### SOURCE EXTRACT
········
# Happy 6th birthday Keefer!



## Cassidy's Mom (Mar 30, 2003)

Hard to believe my baby boy is already 6 years old! Here we are picking him up at the airport










That little ball of fluff turned into such a handsome boy! :wub:


----------



## LaRen616 (Mar 4, 2010)

Happy Birthday Keefer!

:cake:



You handsome boy! :wub:


----------



## Silvermoon (Apr 2, 2011)

Happy birthday to Mr Handsome!!!

H


----------



## Pattycakes (Sep 8, 2010)

Happy 6th Birthday, Keefer!

Beautiful boy!


----------



## I_LOVE_MY_MIKKO (Oct 4, 2006)

:birthday: to one of my favorite German shepherds on this board :cake:


----------



## fuzzybunny (Apr 29, 2011)

He sure did. He's gorgeous! Happy Birthday :cake:


----------



## Lynn_P (Mar 17, 2004)

Happy birthday to Keef.. can't believe he's 6 years old.. I remember the puppy pictures.


----------



## Cassidy's Mom (Mar 30, 2003)

Thanks guys!


----------



## Castlemaid (Jun 29, 2006)

Happy Birthday Keefer!! Another year of keeping Mom and Dad on ther toes!!


----------



## GSDGunner (Feb 22, 2011)




----------



## gsdraven (Jul 8, 2009)

Happy Birthday Handsome!


----------



## sagelfn (Aug 13, 2009)

:cake: :birthday:
:wub: Happy birthday handsome Keefer!!


----------



## KSdogowner (Jun 22, 2011)

:birthday: Keefer!!!


----------



## Good_Karma (Jun 28, 2009)

Happy birthday Keefer!!!!!!!


----------



## onyx'girl (May 18, 2007)

6?? I can't believe he is that age already! Happy, hAPPy Birthday to Keefer!!


----------



## 1sttimeforgsd (Jul 29, 2010)

Happy #6 Birthday handsome. :birthday:


----------



## doggiedad (Dec 2, 2007)

Happy 6th!!!!


----------



## Caledon (Nov 10, 2008)

Happy Birthday!

Very nice looking boy.


----------



## Cassidy's Mom (Mar 30, 2003)

I can't believe he's already 6 either, he still acts like an overgrown puppy sometimes!


----------



## valb (Sep 2, 2004)

A belated Happy Birthday to one of the few handsome young
boys I've met in person!!

(SIX?!?!? Where does the time go?)

:wub:


----------
········
### GIVEN RECORDS
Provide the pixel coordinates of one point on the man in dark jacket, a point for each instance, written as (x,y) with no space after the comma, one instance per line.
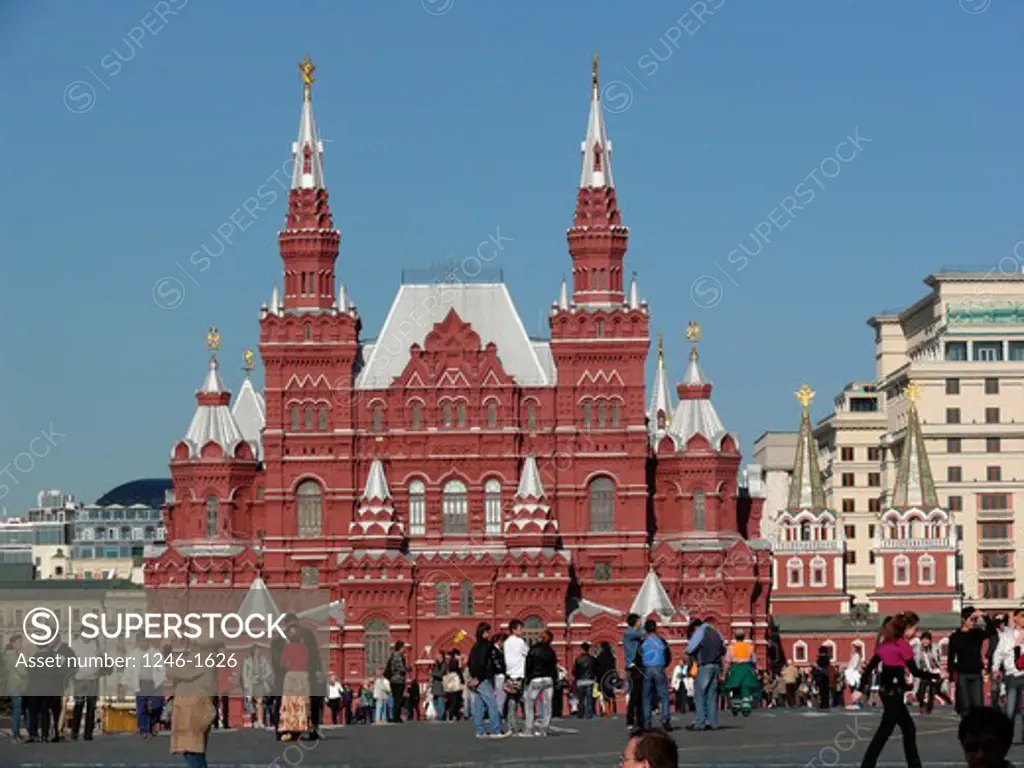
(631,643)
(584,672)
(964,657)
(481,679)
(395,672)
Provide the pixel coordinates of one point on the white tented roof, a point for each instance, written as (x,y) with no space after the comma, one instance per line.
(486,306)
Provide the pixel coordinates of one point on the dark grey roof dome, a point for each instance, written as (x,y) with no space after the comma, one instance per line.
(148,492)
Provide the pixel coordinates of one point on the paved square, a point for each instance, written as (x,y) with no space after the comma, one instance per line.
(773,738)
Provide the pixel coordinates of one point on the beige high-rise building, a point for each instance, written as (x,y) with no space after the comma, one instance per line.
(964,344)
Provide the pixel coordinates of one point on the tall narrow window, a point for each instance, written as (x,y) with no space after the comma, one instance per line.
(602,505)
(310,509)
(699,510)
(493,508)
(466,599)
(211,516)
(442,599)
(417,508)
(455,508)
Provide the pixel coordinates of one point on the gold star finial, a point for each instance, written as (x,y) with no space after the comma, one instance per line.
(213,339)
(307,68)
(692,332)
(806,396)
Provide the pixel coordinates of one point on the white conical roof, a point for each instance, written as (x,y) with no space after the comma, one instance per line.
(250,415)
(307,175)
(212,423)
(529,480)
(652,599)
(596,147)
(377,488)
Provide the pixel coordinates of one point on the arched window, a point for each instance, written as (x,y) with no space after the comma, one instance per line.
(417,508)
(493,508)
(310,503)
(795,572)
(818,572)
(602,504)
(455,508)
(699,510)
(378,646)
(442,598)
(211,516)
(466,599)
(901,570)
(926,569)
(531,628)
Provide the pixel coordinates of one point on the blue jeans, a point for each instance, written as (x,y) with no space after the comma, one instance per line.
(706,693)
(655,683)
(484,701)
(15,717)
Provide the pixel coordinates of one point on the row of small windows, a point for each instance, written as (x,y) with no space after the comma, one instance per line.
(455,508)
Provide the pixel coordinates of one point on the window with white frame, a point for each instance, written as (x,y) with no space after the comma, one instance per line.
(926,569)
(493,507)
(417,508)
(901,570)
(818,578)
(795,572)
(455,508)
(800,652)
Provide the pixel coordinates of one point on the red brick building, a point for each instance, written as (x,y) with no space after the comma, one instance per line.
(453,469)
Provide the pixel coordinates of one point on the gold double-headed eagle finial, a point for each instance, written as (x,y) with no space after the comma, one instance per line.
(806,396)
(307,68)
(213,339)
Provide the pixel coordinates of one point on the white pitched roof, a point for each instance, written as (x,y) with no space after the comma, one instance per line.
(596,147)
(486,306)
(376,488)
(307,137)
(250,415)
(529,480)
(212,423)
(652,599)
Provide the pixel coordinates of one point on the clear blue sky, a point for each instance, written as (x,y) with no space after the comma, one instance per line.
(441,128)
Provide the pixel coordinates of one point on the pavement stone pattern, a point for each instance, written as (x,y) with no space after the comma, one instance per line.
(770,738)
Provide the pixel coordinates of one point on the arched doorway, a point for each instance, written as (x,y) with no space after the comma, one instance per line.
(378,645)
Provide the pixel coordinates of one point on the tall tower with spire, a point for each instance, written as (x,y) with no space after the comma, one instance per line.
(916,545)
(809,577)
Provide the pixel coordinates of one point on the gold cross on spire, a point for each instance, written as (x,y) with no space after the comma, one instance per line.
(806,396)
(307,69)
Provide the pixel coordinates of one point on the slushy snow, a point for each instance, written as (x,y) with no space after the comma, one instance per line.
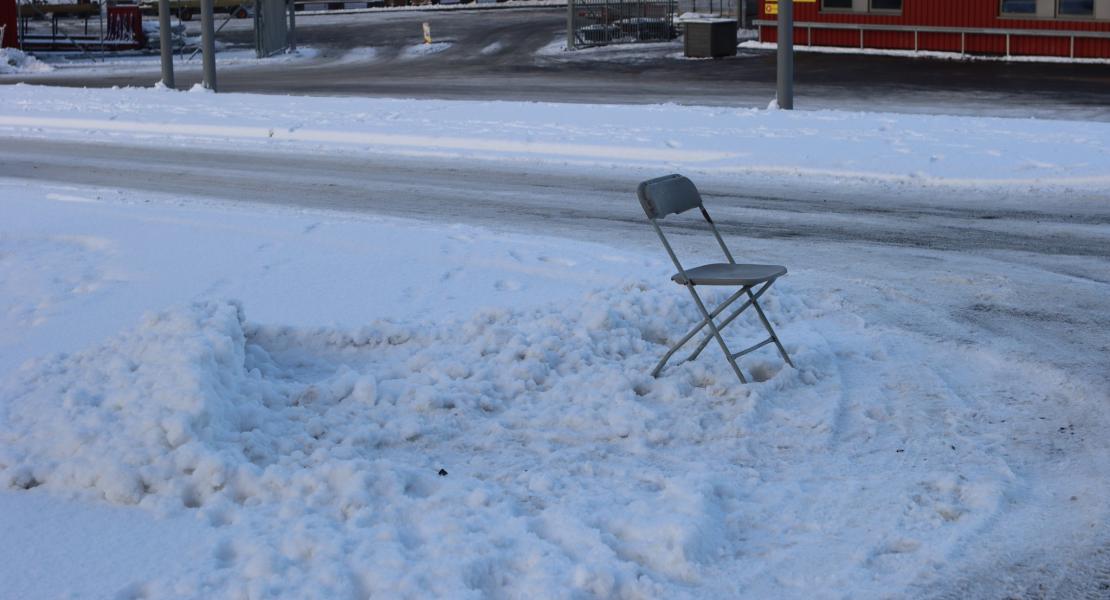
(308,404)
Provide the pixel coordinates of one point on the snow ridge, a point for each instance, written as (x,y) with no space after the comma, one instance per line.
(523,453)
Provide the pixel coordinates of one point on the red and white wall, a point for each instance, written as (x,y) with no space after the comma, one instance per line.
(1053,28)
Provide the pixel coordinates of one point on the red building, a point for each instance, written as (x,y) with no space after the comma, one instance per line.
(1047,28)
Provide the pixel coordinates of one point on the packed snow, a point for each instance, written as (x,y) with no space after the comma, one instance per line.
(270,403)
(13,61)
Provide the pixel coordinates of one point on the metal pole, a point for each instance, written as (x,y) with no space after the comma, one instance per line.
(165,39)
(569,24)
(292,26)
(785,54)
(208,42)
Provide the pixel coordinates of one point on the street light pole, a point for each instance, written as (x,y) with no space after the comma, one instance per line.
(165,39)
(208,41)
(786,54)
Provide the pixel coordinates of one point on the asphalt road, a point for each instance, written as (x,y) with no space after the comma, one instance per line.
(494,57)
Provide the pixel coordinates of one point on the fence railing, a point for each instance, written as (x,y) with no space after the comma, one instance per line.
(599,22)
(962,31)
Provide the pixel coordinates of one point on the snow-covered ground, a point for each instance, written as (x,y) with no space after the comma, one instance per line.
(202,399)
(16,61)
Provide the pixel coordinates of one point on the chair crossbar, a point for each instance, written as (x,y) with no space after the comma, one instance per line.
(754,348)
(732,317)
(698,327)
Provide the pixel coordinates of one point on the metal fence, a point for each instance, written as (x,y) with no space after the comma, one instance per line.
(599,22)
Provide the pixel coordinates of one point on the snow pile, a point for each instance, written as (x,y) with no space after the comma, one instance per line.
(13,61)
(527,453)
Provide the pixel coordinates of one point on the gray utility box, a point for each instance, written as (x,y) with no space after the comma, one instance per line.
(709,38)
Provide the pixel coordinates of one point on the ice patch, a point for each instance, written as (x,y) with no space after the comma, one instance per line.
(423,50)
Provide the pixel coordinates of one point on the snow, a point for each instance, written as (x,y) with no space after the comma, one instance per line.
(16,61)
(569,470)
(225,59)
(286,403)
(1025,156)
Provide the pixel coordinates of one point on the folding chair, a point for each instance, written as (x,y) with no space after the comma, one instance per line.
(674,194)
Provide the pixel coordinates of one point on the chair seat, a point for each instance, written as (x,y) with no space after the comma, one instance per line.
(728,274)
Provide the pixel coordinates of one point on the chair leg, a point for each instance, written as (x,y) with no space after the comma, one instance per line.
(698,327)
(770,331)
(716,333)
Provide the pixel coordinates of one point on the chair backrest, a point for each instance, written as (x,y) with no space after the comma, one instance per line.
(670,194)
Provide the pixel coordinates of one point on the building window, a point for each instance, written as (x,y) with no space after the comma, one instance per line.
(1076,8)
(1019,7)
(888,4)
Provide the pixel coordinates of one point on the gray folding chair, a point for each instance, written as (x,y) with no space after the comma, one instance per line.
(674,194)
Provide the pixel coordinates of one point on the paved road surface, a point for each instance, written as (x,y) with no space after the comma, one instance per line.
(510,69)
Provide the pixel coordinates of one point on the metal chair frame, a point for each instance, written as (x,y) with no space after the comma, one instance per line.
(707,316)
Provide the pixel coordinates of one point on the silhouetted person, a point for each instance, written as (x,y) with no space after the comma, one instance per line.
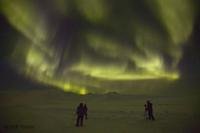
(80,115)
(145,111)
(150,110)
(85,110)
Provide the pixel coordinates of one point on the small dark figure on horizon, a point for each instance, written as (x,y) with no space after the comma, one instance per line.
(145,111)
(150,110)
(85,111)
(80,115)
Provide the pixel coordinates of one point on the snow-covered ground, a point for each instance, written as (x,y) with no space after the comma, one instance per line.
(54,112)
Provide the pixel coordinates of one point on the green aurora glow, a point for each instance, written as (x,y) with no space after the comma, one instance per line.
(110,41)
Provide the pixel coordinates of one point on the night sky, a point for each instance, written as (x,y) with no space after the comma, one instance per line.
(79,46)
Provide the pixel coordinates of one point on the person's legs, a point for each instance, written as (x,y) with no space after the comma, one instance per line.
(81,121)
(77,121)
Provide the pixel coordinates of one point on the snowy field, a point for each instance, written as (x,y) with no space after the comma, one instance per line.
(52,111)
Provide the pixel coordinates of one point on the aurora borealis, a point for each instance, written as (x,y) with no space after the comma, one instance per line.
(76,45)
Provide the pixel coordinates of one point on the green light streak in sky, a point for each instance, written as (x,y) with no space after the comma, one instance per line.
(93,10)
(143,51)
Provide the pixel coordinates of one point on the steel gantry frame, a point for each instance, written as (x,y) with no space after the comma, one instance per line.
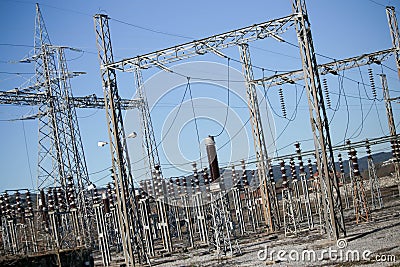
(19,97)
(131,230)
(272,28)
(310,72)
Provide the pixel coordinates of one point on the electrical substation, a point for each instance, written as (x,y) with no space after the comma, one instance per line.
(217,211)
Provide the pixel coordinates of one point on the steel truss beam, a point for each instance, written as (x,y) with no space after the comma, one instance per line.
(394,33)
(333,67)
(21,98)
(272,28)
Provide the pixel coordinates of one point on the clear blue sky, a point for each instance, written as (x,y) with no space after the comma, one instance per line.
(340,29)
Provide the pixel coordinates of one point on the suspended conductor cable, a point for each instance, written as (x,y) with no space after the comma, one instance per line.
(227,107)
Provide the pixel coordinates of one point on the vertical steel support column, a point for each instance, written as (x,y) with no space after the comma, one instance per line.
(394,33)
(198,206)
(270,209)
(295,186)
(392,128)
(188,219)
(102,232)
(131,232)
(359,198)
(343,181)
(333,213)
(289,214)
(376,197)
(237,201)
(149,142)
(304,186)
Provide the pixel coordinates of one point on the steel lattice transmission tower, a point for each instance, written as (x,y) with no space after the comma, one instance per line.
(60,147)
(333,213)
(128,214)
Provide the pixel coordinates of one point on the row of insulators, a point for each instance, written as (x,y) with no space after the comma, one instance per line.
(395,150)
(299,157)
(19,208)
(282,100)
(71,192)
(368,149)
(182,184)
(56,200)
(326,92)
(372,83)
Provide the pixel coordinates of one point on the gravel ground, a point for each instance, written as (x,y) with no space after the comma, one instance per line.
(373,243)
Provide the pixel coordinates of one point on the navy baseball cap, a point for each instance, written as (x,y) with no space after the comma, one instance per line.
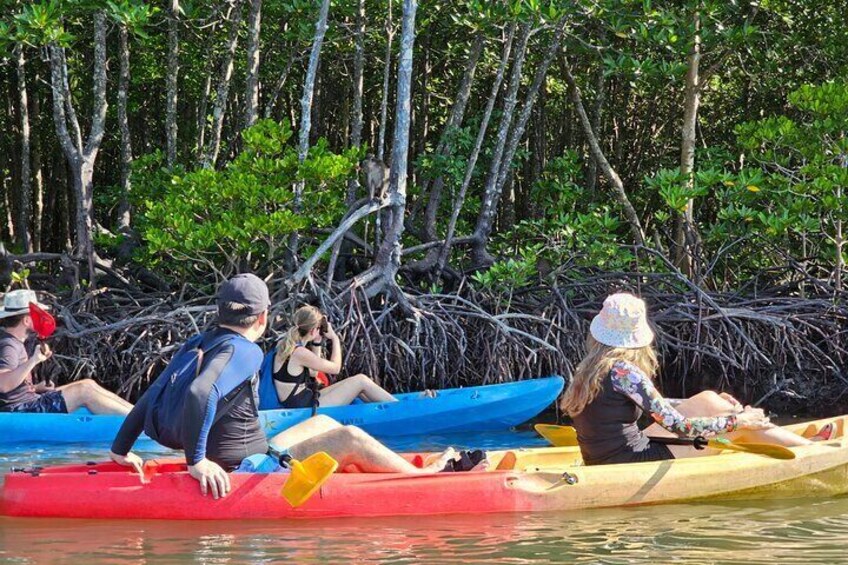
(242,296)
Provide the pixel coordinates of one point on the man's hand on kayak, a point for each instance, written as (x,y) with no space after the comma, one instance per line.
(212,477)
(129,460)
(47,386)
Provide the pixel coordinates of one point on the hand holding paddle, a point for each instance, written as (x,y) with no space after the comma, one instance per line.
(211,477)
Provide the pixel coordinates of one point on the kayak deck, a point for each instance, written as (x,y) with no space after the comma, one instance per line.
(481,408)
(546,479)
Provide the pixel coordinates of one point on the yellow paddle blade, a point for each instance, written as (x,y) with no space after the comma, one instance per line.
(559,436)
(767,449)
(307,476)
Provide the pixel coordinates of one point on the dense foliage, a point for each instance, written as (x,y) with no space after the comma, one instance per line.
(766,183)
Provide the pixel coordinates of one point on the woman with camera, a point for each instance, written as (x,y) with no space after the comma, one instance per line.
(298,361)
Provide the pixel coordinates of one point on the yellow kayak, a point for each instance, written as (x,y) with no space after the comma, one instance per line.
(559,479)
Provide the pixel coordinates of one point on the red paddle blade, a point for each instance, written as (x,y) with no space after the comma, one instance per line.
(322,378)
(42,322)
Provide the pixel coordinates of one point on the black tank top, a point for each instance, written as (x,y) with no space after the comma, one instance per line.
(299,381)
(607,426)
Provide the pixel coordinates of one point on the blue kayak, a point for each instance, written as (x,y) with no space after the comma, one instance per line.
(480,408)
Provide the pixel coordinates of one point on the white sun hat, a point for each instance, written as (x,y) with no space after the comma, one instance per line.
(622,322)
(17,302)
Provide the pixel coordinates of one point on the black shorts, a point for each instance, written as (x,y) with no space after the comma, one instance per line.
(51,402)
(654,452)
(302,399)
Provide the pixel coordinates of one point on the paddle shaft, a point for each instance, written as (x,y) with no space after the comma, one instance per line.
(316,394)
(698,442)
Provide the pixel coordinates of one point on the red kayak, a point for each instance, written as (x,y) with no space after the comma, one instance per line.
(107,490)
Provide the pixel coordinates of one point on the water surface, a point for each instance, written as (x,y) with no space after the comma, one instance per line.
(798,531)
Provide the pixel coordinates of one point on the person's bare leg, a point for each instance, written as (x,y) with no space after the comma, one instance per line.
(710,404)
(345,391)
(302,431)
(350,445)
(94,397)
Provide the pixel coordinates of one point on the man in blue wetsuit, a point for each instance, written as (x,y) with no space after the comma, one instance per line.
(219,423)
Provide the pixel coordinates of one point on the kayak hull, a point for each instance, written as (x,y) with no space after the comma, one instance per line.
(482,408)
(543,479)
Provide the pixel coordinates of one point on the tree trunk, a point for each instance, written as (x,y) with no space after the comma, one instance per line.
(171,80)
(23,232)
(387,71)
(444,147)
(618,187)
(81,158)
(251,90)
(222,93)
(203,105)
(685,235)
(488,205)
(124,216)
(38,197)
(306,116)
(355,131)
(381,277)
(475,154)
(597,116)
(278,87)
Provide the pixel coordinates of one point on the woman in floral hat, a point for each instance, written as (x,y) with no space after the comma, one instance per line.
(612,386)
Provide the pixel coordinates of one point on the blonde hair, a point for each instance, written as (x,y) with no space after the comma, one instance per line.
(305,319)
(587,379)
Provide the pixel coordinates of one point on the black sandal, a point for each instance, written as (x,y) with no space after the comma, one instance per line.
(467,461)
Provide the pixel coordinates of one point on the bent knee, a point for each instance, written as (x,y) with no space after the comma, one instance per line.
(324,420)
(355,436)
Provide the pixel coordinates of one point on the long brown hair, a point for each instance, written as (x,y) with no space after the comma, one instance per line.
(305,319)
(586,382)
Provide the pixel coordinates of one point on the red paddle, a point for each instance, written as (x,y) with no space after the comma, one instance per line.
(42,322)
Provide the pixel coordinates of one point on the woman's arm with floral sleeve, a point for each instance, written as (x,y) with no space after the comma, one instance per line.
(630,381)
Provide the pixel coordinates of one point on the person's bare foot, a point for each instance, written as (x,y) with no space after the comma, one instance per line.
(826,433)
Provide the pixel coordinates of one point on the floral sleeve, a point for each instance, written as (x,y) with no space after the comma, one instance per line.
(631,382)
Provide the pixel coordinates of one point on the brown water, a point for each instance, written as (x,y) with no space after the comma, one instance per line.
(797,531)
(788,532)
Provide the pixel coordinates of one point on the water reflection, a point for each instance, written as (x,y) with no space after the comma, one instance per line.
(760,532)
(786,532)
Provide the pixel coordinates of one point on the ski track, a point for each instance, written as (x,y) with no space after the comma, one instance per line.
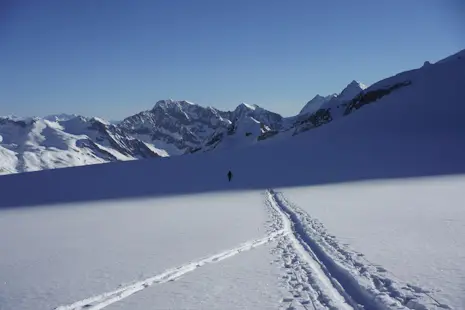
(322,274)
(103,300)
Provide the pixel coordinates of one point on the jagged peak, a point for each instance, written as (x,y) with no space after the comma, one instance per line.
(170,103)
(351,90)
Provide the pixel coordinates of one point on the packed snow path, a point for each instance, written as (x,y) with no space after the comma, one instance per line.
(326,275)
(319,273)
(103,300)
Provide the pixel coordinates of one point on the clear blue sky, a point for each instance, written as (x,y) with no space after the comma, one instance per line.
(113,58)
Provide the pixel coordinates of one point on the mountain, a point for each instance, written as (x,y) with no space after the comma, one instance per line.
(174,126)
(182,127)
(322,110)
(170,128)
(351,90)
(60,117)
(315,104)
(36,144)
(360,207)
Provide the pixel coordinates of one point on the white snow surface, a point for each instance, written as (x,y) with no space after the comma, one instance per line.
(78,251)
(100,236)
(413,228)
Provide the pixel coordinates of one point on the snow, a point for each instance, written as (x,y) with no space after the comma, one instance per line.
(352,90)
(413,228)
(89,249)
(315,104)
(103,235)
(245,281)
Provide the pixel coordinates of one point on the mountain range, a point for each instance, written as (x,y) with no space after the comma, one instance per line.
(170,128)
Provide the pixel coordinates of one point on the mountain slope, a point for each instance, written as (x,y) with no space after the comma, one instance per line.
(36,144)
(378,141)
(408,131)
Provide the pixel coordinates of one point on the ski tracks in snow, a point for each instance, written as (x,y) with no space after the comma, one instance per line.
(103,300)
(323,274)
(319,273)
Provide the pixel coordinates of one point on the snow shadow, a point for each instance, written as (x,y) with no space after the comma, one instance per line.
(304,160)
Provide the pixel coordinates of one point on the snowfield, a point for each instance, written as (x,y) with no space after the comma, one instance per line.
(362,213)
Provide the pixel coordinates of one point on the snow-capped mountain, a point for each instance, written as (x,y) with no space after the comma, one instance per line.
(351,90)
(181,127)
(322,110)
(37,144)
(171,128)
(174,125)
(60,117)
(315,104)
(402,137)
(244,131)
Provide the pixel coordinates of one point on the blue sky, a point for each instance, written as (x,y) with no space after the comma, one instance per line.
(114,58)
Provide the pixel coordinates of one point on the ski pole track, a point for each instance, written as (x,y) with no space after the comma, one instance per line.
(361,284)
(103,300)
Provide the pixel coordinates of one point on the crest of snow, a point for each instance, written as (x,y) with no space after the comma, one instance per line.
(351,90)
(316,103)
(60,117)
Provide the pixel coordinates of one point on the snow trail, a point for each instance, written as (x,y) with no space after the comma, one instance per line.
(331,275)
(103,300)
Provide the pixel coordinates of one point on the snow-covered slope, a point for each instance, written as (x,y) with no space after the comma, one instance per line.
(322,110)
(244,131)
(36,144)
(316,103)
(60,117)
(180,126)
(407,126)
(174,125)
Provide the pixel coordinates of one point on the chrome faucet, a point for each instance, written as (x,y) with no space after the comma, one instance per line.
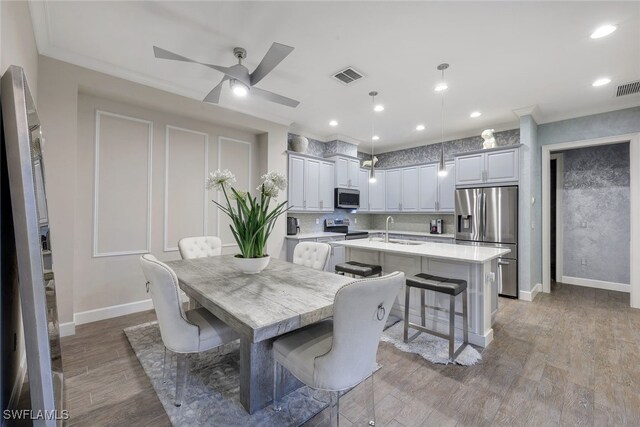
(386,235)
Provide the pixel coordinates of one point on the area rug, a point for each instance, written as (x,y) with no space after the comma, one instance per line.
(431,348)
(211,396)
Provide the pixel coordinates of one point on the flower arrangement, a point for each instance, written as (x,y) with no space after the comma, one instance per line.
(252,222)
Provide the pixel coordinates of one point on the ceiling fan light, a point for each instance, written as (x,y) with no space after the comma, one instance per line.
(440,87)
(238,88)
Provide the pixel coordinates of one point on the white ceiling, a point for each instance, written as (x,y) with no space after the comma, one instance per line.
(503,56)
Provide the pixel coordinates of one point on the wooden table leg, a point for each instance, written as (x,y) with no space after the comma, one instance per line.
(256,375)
········
### SHORT EXERCISE 1
In the birthday thread, what does Cassidy's Mom say Keefer still acts like sometimes?
### SHORT EXERCISE 2
Duplicate the passage of the birthday thread from "He sure did." to "the puppy pictures.".

### EXERCISE RESPONSE 1
An overgrown puppy.

### EXERCISE RESPONSE 2
He sure did. He's gorgeous! Happy Birthday :cake:


----------



## Lynn_P (Mar 17, 2004)

Happy birthday to Keef.. can't believe he's 6 years old.. I remember the puppy pictures.